## TO BE DONE:
Look in the data below for the line that contains "Target: poplar tree". Copy that line and the remaining lines exactly.

## Excerpts of pointing data:
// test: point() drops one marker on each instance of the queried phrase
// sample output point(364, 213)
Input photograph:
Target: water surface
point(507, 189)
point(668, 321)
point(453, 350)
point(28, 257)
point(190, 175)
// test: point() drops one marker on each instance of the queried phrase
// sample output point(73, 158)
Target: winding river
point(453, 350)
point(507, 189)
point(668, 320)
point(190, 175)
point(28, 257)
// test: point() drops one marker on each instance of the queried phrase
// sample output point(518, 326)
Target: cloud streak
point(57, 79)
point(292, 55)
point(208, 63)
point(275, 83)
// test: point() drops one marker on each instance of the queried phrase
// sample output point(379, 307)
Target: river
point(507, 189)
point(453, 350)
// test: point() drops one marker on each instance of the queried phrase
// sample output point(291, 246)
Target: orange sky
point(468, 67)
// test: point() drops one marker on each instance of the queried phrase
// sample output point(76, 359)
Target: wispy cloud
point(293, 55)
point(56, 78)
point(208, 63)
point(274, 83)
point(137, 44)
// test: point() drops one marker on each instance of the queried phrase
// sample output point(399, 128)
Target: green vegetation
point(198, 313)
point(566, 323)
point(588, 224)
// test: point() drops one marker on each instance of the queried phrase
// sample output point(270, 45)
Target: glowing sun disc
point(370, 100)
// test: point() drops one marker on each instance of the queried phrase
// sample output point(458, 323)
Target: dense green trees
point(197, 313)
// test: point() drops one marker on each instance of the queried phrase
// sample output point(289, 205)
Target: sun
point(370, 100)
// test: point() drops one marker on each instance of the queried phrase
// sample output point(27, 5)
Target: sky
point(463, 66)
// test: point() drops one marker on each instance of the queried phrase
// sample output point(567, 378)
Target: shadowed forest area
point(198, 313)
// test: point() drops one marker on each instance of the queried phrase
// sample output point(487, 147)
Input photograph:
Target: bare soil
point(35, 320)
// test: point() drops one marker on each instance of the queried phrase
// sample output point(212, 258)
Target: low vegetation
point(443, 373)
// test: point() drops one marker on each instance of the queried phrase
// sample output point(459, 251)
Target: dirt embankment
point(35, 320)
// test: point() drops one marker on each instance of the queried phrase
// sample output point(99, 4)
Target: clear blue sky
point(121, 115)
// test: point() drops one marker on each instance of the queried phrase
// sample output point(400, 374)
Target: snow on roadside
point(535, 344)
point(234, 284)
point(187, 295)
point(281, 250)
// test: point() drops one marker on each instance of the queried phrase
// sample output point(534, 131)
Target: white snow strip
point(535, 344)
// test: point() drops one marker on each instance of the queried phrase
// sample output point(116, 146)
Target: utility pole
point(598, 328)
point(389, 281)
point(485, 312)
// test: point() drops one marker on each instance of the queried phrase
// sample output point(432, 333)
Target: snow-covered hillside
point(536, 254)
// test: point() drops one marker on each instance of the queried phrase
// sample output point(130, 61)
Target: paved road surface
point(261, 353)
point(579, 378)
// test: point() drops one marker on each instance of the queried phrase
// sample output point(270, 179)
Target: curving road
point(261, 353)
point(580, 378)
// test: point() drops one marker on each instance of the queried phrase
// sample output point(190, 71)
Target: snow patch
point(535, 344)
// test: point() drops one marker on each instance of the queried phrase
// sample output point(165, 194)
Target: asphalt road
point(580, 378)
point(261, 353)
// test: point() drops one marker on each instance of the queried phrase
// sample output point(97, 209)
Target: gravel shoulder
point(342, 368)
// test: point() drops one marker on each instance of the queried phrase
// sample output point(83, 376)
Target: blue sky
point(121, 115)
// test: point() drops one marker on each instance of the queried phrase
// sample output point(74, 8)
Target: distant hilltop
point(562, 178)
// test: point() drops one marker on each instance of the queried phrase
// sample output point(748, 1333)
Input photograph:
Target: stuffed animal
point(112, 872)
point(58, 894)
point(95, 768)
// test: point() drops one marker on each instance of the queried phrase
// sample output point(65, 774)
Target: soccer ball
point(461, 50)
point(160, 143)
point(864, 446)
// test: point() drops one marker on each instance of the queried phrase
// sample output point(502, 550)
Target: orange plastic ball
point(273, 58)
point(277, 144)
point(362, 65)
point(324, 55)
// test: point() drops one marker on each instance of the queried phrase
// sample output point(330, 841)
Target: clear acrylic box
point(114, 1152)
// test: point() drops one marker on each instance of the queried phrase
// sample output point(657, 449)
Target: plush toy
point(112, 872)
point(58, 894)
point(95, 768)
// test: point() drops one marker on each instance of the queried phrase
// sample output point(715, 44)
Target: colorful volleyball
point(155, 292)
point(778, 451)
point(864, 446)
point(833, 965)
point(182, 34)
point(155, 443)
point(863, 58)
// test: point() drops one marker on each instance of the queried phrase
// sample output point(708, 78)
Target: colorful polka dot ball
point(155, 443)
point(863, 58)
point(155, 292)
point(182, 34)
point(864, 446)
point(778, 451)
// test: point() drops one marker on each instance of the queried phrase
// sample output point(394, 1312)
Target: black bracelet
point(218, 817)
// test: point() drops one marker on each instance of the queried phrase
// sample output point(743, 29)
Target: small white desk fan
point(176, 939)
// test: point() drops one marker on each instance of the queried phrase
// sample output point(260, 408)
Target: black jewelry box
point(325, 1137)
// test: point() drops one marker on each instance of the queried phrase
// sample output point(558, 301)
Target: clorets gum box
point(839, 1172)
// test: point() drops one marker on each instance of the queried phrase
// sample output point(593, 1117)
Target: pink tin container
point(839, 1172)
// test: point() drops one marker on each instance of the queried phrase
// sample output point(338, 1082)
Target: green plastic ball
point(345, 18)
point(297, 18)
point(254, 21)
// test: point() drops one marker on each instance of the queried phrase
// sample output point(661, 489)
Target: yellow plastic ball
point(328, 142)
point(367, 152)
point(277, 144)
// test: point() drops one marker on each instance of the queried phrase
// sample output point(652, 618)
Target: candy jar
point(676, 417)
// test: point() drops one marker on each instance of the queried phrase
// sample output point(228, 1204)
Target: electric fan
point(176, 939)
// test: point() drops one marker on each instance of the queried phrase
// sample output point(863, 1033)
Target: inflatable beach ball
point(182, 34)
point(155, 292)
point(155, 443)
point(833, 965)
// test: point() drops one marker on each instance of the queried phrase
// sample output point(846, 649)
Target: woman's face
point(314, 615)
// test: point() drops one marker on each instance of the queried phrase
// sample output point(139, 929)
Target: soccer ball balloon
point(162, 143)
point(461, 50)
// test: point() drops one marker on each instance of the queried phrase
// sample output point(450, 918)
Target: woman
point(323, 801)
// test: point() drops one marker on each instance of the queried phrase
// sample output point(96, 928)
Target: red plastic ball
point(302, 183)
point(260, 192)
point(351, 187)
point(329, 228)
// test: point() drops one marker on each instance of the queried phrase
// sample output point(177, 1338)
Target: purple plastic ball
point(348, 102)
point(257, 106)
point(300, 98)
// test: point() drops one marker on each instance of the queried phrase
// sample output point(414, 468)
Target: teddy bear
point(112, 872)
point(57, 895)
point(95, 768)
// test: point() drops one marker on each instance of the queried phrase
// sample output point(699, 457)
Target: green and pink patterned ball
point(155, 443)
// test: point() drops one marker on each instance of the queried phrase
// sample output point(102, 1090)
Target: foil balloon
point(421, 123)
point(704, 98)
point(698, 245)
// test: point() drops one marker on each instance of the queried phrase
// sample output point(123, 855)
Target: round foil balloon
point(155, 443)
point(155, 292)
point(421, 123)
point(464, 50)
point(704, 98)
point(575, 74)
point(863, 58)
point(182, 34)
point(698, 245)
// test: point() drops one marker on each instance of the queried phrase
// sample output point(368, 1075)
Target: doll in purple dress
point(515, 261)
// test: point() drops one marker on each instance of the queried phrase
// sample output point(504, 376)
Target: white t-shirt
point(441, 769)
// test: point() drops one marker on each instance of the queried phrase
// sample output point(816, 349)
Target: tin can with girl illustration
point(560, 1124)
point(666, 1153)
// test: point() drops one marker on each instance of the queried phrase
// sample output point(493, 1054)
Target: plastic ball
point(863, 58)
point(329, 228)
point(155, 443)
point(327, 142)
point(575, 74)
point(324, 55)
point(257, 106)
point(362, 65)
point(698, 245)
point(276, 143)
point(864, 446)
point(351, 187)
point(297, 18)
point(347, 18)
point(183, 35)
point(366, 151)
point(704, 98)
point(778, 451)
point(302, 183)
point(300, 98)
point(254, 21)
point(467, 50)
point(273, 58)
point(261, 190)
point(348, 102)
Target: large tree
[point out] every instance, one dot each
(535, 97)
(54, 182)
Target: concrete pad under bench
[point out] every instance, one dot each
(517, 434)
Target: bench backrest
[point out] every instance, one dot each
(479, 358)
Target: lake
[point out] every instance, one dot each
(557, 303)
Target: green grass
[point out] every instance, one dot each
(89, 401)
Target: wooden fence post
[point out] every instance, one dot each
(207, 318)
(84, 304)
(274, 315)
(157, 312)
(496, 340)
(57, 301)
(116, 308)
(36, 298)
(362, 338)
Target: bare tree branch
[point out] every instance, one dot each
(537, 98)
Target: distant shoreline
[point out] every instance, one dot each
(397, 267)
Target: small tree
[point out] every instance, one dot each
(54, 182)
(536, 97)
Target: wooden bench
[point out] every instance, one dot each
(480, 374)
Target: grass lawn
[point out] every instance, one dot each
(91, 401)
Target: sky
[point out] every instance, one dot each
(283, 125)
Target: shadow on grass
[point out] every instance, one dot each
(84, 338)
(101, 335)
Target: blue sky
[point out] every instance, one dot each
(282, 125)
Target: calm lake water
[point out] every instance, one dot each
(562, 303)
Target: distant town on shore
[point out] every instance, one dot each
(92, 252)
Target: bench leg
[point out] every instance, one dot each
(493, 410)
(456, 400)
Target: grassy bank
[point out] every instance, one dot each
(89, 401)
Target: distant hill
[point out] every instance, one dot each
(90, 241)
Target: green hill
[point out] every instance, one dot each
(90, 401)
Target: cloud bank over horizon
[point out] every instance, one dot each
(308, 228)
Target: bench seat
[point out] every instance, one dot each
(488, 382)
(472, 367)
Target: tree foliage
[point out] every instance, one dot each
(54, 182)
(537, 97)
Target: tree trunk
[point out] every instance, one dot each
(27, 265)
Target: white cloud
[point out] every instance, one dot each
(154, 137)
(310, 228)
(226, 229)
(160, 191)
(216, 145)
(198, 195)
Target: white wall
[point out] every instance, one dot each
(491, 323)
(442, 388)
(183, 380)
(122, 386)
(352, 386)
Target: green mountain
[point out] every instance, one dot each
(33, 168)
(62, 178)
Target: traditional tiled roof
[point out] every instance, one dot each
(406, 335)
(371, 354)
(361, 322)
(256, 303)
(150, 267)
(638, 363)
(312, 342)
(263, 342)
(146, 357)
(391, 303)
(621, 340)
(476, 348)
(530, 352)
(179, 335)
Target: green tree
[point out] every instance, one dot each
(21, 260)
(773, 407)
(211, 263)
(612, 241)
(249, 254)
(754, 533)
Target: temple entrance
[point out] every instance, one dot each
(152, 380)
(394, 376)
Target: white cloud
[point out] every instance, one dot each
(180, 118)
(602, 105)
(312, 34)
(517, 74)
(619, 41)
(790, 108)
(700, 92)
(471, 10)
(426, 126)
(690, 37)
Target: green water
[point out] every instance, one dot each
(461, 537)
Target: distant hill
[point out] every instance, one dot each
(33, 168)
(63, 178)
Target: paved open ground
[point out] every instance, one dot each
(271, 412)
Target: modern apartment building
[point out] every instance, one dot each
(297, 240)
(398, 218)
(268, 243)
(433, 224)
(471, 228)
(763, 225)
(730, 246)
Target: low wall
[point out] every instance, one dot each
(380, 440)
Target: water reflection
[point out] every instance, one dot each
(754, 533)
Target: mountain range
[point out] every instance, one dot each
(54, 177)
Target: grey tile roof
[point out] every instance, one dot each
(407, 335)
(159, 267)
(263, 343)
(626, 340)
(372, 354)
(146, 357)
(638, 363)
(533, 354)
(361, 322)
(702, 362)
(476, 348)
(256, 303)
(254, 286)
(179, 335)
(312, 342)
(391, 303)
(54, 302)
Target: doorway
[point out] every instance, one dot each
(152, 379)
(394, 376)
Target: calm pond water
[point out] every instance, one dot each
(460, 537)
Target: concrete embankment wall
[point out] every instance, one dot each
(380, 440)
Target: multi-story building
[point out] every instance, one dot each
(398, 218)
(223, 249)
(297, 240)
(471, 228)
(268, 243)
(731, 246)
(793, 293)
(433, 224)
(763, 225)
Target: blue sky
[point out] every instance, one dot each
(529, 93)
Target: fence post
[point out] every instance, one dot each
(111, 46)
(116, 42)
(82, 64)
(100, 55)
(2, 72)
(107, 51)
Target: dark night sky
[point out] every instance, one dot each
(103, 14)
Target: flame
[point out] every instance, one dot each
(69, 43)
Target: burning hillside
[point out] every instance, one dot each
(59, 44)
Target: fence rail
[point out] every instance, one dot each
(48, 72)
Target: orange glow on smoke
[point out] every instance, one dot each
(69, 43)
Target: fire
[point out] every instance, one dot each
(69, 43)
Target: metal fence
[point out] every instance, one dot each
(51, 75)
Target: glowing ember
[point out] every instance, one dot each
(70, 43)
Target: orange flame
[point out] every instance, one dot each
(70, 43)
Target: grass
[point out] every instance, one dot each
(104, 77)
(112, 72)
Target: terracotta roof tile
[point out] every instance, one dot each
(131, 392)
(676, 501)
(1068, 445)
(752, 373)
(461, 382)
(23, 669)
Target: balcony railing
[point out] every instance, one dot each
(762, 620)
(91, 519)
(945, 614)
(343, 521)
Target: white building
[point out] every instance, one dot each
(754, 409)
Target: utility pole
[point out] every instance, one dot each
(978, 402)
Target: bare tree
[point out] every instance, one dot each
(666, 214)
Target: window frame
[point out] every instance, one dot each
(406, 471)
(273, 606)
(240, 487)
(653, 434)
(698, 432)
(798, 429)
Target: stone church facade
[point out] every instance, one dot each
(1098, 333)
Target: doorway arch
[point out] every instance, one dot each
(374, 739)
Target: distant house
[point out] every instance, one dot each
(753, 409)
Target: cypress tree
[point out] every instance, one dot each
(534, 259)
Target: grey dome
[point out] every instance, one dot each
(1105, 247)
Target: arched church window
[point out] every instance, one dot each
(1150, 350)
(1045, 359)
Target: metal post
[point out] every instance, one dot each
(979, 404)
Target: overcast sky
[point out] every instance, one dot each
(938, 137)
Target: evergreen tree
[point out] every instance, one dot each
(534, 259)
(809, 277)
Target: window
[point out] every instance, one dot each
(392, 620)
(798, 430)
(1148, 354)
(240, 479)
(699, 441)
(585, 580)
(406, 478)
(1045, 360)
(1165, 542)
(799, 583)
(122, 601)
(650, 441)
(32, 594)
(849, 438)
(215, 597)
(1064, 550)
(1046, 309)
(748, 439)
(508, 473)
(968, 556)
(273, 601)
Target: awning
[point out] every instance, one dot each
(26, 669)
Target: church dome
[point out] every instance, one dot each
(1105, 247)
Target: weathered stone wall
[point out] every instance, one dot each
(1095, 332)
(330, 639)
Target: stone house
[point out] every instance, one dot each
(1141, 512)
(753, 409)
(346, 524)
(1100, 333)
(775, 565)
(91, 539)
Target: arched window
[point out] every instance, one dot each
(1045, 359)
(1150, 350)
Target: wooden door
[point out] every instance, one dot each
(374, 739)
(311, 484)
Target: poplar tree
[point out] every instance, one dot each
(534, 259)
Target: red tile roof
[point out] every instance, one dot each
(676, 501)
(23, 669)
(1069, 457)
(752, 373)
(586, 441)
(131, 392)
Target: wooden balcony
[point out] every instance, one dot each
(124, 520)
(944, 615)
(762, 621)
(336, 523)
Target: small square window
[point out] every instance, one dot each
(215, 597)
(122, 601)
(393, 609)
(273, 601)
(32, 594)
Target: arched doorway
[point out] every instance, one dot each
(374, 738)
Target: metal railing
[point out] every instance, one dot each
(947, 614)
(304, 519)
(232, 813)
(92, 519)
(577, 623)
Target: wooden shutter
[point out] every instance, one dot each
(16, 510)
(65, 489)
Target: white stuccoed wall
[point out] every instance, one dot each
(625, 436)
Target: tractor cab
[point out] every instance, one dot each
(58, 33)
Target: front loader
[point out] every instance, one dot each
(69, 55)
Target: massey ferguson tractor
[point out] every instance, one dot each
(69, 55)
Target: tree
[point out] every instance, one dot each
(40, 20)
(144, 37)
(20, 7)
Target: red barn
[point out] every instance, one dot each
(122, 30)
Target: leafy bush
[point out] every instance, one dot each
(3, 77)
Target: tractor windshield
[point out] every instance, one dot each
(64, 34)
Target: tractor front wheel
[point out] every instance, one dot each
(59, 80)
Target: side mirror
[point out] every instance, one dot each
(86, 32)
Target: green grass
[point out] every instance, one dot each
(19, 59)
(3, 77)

## OUTPUT OF THE TASK:
Target: poplar tree
[point out] every instance, one dot each
(534, 259)
Target: red tile roof
[point out] every instance, one dot each
(676, 501)
(23, 669)
(1069, 457)
(752, 373)
(586, 441)
(131, 392)
Target: wooden balcony
[point out] every instance, one dot each
(124, 520)
(944, 615)
(762, 621)
(336, 523)
Target: small square window
[point out] every instance, one dot each
(215, 597)
(122, 601)
(393, 609)
(273, 601)
(32, 594)
Target: arched doorway
[point out] every instance, one dot each
(374, 738)
Target: metal railing
[point out] every instance, one dot each
(947, 614)
(304, 519)
(232, 813)
(92, 519)
(577, 623)
Target: wooden shutter
[point out] every instance, one dot each
(16, 510)
(65, 489)
Target: white stuccoed wall
[point out] every instance, one dot each
(625, 436)
Target: tractor cab
[point out] every instance, one dot each
(58, 33)
Target: front loader
[point out] every instance, one dot each
(69, 55)
Target: massey ferguson tractor
[point out] every instance, one dot each
(69, 55)
Target: tree
[point out] every instance, one dot each
(40, 20)
(144, 37)
(20, 7)
Target: red barn
[point out] every instance, one dot each
(122, 30)
Target: leafy bush
[point out] every instance, one dot each
(3, 77)
Target: tractor windshield
[point out] every instance, one dot each
(64, 34)
Target: tractor front wheel
[point out] every instance, one dot each
(59, 80)
Target: side mirror
[point out] every instance, one dot each
(86, 32)
Target: green grass
[point out] every instance, one dot each
(19, 59)
(3, 77)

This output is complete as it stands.